BEGIN Records for processing

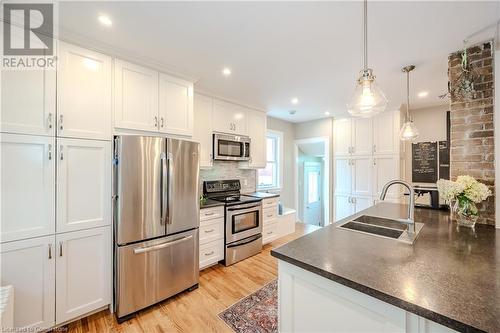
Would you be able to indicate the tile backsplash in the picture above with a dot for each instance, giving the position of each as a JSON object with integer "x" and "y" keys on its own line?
{"x": 230, "y": 170}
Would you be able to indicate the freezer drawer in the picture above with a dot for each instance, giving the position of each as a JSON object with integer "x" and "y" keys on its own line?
{"x": 151, "y": 271}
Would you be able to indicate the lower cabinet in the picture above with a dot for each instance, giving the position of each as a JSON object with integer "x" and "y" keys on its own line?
{"x": 58, "y": 278}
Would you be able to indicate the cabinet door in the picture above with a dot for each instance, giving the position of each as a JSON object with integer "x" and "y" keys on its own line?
{"x": 28, "y": 186}
{"x": 229, "y": 118}
{"x": 136, "y": 97}
{"x": 343, "y": 207}
{"x": 28, "y": 99}
{"x": 257, "y": 125}
{"x": 83, "y": 93}
{"x": 83, "y": 184}
{"x": 385, "y": 133}
{"x": 342, "y": 137}
{"x": 29, "y": 266}
{"x": 83, "y": 272}
{"x": 176, "y": 106}
{"x": 386, "y": 168}
{"x": 362, "y": 136}
{"x": 203, "y": 128}
{"x": 343, "y": 175}
{"x": 362, "y": 180}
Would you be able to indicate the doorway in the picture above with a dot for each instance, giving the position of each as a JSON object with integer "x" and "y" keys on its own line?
{"x": 312, "y": 181}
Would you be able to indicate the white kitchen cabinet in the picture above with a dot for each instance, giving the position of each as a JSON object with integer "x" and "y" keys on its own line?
{"x": 386, "y": 133}
{"x": 203, "y": 133}
{"x": 362, "y": 175}
{"x": 136, "y": 97}
{"x": 28, "y": 98}
{"x": 84, "y": 184}
{"x": 29, "y": 266}
{"x": 342, "y": 133}
{"x": 257, "y": 126}
{"x": 27, "y": 188}
{"x": 83, "y": 272}
{"x": 83, "y": 93}
{"x": 175, "y": 106}
{"x": 229, "y": 118}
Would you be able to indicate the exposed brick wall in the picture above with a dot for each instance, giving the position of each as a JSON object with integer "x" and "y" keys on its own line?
{"x": 472, "y": 132}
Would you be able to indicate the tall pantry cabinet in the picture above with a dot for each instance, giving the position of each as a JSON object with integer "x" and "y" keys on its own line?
{"x": 366, "y": 156}
{"x": 56, "y": 188}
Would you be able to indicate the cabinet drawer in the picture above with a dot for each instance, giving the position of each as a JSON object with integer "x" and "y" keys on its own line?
{"x": 269, "y": 214}
{"x": 211, "y": 230}
{"x": 211, "y": 253}
{"x": 269, "y": 232}
{"x": 211, "y": 213}
{"x": 271, "y": 202}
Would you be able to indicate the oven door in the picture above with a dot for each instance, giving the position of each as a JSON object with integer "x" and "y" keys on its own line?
{"x": 231, "y": 147}
{"x": 243, "y": 221}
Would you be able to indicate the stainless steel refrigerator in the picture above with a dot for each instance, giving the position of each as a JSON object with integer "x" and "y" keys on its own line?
{"x": 156, "y": 220}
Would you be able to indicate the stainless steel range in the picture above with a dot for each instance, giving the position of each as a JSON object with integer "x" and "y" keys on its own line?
{"x": 243, "y": 219}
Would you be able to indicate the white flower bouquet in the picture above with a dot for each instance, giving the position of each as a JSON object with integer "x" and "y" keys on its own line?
{"x": 462, "y": 195}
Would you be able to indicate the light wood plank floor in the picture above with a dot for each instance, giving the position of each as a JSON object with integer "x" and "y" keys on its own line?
{"x": 197, "y": 311}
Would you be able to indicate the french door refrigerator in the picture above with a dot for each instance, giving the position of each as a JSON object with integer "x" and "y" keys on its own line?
{"x": 156, "y": 220}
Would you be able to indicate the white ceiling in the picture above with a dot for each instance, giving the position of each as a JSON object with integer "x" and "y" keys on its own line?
{"x": 280, "y": 50}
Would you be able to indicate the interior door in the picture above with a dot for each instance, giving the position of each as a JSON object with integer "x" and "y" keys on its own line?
{"x": 312, "y": 193}
{"x": 84, "y": 184}
{"x": 83, "y": 93}
{"x": 29, "y": 266}
{"x": 183, "y": 179}
{"x": 27, "y": 187}
{"x": 139, "y": 186}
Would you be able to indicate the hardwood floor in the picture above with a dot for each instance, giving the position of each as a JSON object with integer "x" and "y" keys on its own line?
{"x": 197, "y": 311}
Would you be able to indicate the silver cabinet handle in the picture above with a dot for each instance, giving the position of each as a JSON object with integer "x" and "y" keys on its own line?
{"x": 162, "y": 245}
{"x": 49, "y": 120}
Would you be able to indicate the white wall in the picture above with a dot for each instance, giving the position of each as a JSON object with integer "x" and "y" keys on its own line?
{"x": 288, "y": 186}
{"x": 431, "y": 124}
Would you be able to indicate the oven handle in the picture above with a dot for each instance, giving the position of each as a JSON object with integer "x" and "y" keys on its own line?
{"x": 242, "y": 208}
{"x": 245, "y": 241}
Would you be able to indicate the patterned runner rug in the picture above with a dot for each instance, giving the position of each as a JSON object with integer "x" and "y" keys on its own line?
{"x": 257, "y": 312}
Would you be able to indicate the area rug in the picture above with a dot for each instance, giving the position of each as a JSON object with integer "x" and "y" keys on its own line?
{"x": 257, "y": 312}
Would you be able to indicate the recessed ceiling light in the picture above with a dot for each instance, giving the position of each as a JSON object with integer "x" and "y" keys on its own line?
{"x": 105, "y": 20}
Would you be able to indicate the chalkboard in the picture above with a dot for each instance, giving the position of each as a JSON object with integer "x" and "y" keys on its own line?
{"x": 424, "y": 157}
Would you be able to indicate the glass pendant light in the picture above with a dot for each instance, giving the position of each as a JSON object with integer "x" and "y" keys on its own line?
{"x": 368, "y": 98}
{"x": 408, "y": 131}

END Records for processing

Task to carry out —
Leave out the images and write out the listing above exactly.

Completed exercise —
Would you be able to indicate the tile backsplash in the picture above with a dot for each instance, giving the position of each as a JSON object with integer "x" and "y" keys on its own line?
{"x": 230, "y": 170}
Would you be able to indicate the freezer drawer in the picture above with a dot for each instance, giving the position of each as a JSON object with integer "x" and "y" keys on its own line?
{"x": 151, "y": 271}
Would you be able to indicate the lower cabinet in the picture above with a dot for each instance, giving the position of each as a JSON object with integer "x" and "y" keys on its own line?
{"x": 58, "y": 278}
Would you be able to indicate the cabinet door in the picture above with a dot for each instance, giving the position of each as a JSON object with integer "x" and "y" keys on its own line?
{"x": 28, "y": 186}
{"x": 229, "y": 118}
{"x": 136, "y": 97}
{"x": 343, "y": 207}
{"x": 28, "y": 99}
{"x": 257, "y": 125}
{"x": 83, "y": 93}
{"x": 83, "y": 184}
{"x": 385, "y": 133}
{"x": 342, "y": 137}
{"x": 29, "y": 266}
{"x": 83, "y": 272}
{"x": 176, "y": 106}
{"x": 386, "y": 168}
{"x": 362, "y": 136}
{"x": 203, "y": 128}
{"x": 343, "y": 175}
{"x": 362, "y": 180}
Would you be able to indicate the doorway in the picture above with a dot for each instance, giving the position of each as a JSON object with integer "x" and "y" keys on its own line?
{"x": 312, "y": 181}
Would you be able to indicate the white kitchen cabinet in the picture above with a dot for each instance, giving the position of each as a JSON object with integer "x" and "y" keys on its own line?
{"x": 386, "y": 133}
{"x": 203, "y": 133}
{"x": 362, "y": 175}
{"x": 136, "y": 97}
{"x": 28, "y": 98}
{"x": 84, "y": 184}
{"x": 29, "y": 266}
{"x": 342, "y": 133}
{"x": 257, "y": 126}
{"x": 27, "y": 188}
{"x": 83, "y": 272}
{"x": 83, "y": 93}
{"x": 175, "y": 106}
{"x": 229, "y": 118}
Would you be able to indicate the exposed brick wall in the picture above with a dot for each instance, giving the position of each as a JSON object with integer "x" and "y" keys on its own line?
{"x": 472, "y": 132}
Would you be able to indicate the tall pantry cabinet in the picture above with a dot for each instance, giving the position of each as a JSON object with integer "x" and "y" keys on its own line?
{"x": 366, "y": 156}
{"x": 56, "y": 188}
Would you be able to indicate the cabinet drawer in the picture above with a dot for each instance, giving the position of each as a JSON object with integer "x" and "y" keys on its own line?
{"x": 269, "y": 214}
{"x": 211, "y": 230}
{"x": 211, "y": 253}
{"x": 269, "y": 232}
{"x": 211, "y": 213}
{"x": 271, "y": 202}
Would you be able to indicate the oven door in the picture above with a dot for each instance, giving the position of each as a JSON object with integer "x" and "y" keys on its own line?
{"x": 231, "y": 147}
{"x": 243, "y": 221}
Would you be able to indicate the stainless steel refrigerator in the picture above with a dot for each instance, giving the position of each as a JSON object with integer "x" and "y" keys on its own line?
{"x": 156, "y": 220}
Would you be able to indicate the stainless steel range in the picture above with a dot for each instance, giving the position of each as a JSON object with integer "x" and "y" keys on its own line?
{"x": 243, "y": 219}
Would you be able to indicate the white flower bouquet in the picture above with a dot for each instance, giving the position of each as a JSON object with integer "x" and "y" keys on its own line?
{"x": 462, "y": 195}
Would you be able to indicate the light wood plank floor in the picture above with a dot for each instance, giving the position of each as a JSON object with integer "x" and "y" keys on its own line?
{"x": 197, "y": 311}
Would you be able to indicate the french door refrigerator in the picture above with a dot for each instance, giving the position of each as a JSON object with integer "x" and "y" keys on its own line?
{"x": 156, "y": 220}
Would you be able to indicate the white ceiling in the picture above with a dot for each instance, giving the position of each as a JSON object with integer "x" and "y" keys on its own line?
{"x": 280, "y": 50}
Would you be able to indicate the interior door in the picture above with a dot for each instance, giving the position of each as a JSON object with integer "x" and "y" keys on its own line?
{"x": 312, "y": 193}
{"x": 84, "y": 184}
{"x": 83, "y": 93}
{"x": 29, "y": 266}
{"x": 183, "y": 179}
{"x": 27, "y": 187}
{"x": 139, "y": 186}
Would you be able to indicate the hardwood floor in the picture above with a dot for each instance, giving the position of each as a JSON object with integer "x" and "y" keys on its own line?
{"x": 197, "y": 311}
Would you be able to indicate the silver cabinet handle in the picture above with a dot for each instance, giving the position of each as a JSON object with integer "x" and "y" keys on its own line?
{"x": 162, "y": 245}
{"x": 49, "y": 120}
Would you be able to indicate the white wall in the picture above with a dot for each instance, giving the position of each as a JSON object with integer "x" and "y" keys on its own line?
{"x": 288, "y": 186}
{"x": 431, "y": 124}
Would you be able to indicate the oven handle in the picture above with a dot for each instance, giving the position of each as a JSON object with integer "x" and "y" keys on its own line?
{"x": 242, "y": 208}
{"x": 245, "y": 241}
Would you be able to indicate the patterned runner rug in the picture above with a dot for each instance, giving the position of each as a JSON object with integer "x" and "y" keys on its own line?
{"x": 257, "y": 312}
Would you be able to indicate the area rug in the picture above with a dot for each instance, giving the position of each as a JSON object with integer "x" and "y" keys on its own line?
{"x": 257, "y": 312}
Would you be able to indicate the recessed ceiling light in the picture above with a dot for each instance, giving the position of each as a JSON object with integer "x" and "y" keys on its own line?
{"x": 105, "y": 20}
Would you be able to indicate the chalkboard in the picture above with a dot for each instance, giving the position of each as a JSON object with integer "x" and "y" keys on its own line?
{"x": 424, "y": 157}
Would you be able to indicate the glass pendant light in the picture above with a dot for each instance, giving the position of each as a JSON object with integer "x" and "y" keys on its own line?
{"x": 368, "y": 98}
{"x": 408, "y": 131}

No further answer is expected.